Point annotation records:
---------------

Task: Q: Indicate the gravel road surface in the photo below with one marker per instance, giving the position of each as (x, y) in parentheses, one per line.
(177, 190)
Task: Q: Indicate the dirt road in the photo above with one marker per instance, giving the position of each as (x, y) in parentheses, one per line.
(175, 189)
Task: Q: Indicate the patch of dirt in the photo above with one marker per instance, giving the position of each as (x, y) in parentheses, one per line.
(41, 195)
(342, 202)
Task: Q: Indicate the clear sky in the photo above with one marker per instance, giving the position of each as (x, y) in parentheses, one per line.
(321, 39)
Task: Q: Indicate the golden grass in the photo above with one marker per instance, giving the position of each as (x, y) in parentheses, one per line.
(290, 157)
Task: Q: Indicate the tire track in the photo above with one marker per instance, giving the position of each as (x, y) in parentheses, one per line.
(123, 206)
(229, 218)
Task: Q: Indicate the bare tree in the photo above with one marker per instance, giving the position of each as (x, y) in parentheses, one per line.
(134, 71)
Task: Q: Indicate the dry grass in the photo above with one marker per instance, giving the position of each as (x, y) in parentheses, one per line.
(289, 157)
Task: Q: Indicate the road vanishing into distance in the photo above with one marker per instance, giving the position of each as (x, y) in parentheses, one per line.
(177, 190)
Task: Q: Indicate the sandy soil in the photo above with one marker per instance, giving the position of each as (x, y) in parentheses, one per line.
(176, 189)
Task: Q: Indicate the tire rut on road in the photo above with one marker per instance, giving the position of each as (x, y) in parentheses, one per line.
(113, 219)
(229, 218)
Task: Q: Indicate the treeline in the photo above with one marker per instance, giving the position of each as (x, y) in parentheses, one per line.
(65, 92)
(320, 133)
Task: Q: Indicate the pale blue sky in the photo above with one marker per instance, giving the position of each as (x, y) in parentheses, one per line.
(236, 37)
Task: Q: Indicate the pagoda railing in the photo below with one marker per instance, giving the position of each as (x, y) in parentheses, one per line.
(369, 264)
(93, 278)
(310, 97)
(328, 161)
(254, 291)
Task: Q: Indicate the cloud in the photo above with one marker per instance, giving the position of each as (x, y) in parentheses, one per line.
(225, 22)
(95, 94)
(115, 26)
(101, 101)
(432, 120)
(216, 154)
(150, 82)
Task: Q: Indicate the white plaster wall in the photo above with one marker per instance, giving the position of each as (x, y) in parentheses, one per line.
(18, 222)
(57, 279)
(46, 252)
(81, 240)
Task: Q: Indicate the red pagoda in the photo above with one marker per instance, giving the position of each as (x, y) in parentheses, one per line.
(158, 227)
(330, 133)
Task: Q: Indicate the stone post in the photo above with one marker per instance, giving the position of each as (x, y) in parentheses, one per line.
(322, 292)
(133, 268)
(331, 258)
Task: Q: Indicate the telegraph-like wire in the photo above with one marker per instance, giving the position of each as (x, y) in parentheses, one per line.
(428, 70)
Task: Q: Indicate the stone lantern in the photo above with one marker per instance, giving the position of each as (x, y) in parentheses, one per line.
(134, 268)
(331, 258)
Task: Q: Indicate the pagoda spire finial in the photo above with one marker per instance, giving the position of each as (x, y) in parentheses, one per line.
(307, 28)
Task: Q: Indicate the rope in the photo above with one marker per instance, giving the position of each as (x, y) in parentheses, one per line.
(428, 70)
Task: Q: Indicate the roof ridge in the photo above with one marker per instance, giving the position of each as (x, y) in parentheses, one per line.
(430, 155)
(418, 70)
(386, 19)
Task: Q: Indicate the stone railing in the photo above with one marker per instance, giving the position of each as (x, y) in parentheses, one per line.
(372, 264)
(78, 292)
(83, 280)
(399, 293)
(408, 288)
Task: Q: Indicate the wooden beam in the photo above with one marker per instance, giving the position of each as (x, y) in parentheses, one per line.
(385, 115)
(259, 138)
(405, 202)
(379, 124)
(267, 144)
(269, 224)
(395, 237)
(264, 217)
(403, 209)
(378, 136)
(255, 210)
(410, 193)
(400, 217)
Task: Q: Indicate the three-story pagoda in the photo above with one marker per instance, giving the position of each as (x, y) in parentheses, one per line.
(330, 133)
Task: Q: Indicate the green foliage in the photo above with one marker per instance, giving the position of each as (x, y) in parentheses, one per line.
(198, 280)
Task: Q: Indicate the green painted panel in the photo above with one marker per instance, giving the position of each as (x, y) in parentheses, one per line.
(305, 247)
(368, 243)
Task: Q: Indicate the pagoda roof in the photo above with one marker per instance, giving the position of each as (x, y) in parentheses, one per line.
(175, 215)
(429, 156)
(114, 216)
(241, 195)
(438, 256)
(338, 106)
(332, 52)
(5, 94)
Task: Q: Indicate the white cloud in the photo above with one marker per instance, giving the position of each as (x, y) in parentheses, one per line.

---------------

Rewrite the listing above, changing every "Indicate" to "Mark" and leaving all other text unchanged.

Task: Q: Mark the gravel road surface in the photo below with one marker per instance, giving the position of each as (x, y) in parentheses, one per line.
(177, 190)
Task: Q: Mark the dirt road in the photo above with one marker per instance, giving the position of each as (x, y) in parentheses, one per line.
(175, 189)
Task: Q: Mark the patch of dirt in the photo above with one marker per instance, giving the position of each as (x, y) in parentheses, one per line.
(41, 195)
(342, 202)
Task: Q: Mark the clear sky in the photo above with one marker per instance, giving the position of each as (x, y) in parentheses, one per line.
(321, 39)
Task: Q: Mark the golden grass in the photo above with one marker per instance, giving the position of each as (x, y) in parentheses, one per line.
(290, 157)
Task: Q: Mark the tire track in the photo above with one marker per instance, giving the position of each as (x, y) in parentheses, one per line.
(123, 206)
(229, 218)
Task: Q: Mark the bare tree in the photo above with one marker per instance, giving the position of each as (x, y) in parentheses, one per line.
(134, 71)
Task: Q: Mark the dry grass in the photo above with one marker per instance, giving the position of each as (x, y) in parentheses, one per line.
(289, 157)
Task: Q: Mark the road vanishing into distance in the photo above with one marker per instance, giving the position of each as (x, y) in parentheses, one per line.
(177, 190)
Task: Q: Mark the sandy soil in the photo above with one marker per instance, giving the position of each as (x, y) in parentheses, one per line.
(176, 189)
Task: Q: Mark the tire rut on road in the photo above with one marker per instance, giving the position of each as (x, y) in parentheses, one per line.
(113, 219)
(229, 218)
Task: Q: Mark the treeline in the photo above with one marker per instance, giving the position of each as (x, y) in parentheses, one per line.
(65, 92)
(320, 133)
Task: Q: Mark the pale blue sky in the photo above with one marker per instance, giving the position of each as (x, y) in parentheses, one per line.
(236, 37)
Task: Q: Mark the pagoda railing in the photo below with one marker per instance, giving the position of each as (x, y) in parentheses, one per line.
(369, 264)
(93, 278)
(310, 97)
(328, 161)
(254, 291)
Task: Q: Mark the cloud in the photo above with one marker per instance, giving the position of each as (x, y) in parentheses, one per line.
(225, 22)
(95, 94)
(115, 26)
(101, 101)
(432, 120)
(216, 154)
(150, 82)
Task: Q: Mark the white plaster wall in the photo above with one marker per instance, giving the position of each as (x, y) in parentheses, one per line.
(18, 222)
(57, 279)
(46, 252)
(81, 240)
Task: Q: Mark the red pagoda in the photo above with one marker per instance, giving the position of each as (x, y) in parentheses, one per line.
(158, 227)
(330, 133)
Task: Q: Mark the stone post in the photo above with one marker per instance, giving the position of each as (x, y) in parentheses, one per line.
(322, 292)
(133, 268)
(331, 258)
Task: Q: Mark the telegraph-like wire in the photo above with one marker per instance, giving the position of each as (x, y) in parentheses, one per line.
(428, 70)
Task: Q: Mark the stone lantern in the photo above with one marker per instance, giving the position of each as (x, y) in parentheses, one per line.
(134, 268)
(331, 258)
Task: Q: Mark the pagoda spire finial in the photo above with one marker per instance, giving the position of each as (x, y) in parentheses, one per line.
(307, 28)
Task: Q: Mark the rope in the photo above with one marker per instance, giving the position of each as (x, y) in parentheses, one per line.
(428, 70)
Task: Q: Mark the roof ridge in the photo above with one marker per instance, giving the position of each as (x, y) in parentheses, one per line.
(430, 155)
(418, 70)
(386, 19)
Task: Q: Mark the stone railing in the photo above with one marker per instance, giving the position of each as (x, y) in parentheses, one per line.
(372, 264)
(78, 292)
(83, 280)
(399, 293)
(408, 288)
Task: Q: Mark the wooden beam in the photo above with one marker per instance, giving the position of each as (x, y) in parentheses, one per line.
(385, 115)
(259, 138)
(405, 202)
(379, 124)
(267, 144)
(269, 224)
(395, 237)
(264, 217)
(403, 209)
(378, 136)
(255, 210)
(410, 193)
(400, 217)
Task: Q: Mark the three-story pagoda in the photo above with one marker per instance, giving the position of each as (x, y) in parentheses, one per line.
(330, 133)
Task: Q: Mark the green foliage in the photo above with one marker per instance, giving the position of each as (x, y) in parentheses, one per line.
(198, 280)
Task: Q: Mark the green painted panel in the photo above with one marker per instance, giving the position of each as (x, y) in parentheses, one per line.
(305, 247)
(368, 243)
Task: Q: Mark the pagoda roof in the photo above with one marker per instance, giving the position of each as (x, y) in parentheses, one per line.
(175, 215)
(429, 156)
(114, 216)
(241, 195)
(438, 256)
(338, 106)
(332, 52)
(5, 94)
Task: Q: Mark the white cloud in the photo above with one marker per instance, giving the position of each as (x, y) in parentheses, one per line.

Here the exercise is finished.